## What is being asked
Update the records below so that every "compact form" becomes "short form", and leave everything else as it is.

## Exercise material

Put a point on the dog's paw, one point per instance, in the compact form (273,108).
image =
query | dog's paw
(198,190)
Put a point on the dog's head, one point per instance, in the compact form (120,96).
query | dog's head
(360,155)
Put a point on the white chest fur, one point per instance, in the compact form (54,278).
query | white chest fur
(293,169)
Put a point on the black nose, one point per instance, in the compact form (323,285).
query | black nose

## Right answer
Put a point on the dog's paw, one point per instance, in the short form (273,108).
image =
query | dog's paw
(198,190)
Put a point on the dog's head, one point per instance, in the short form (120,96).
query | dog's head
(360,155)
Put a point on the white chest fur, one point per instance, in the short form (54,278).
query | white chest fur
(293,169)
Put a point on the black nose, one point per instance, in the short form (323,285).
query | black nose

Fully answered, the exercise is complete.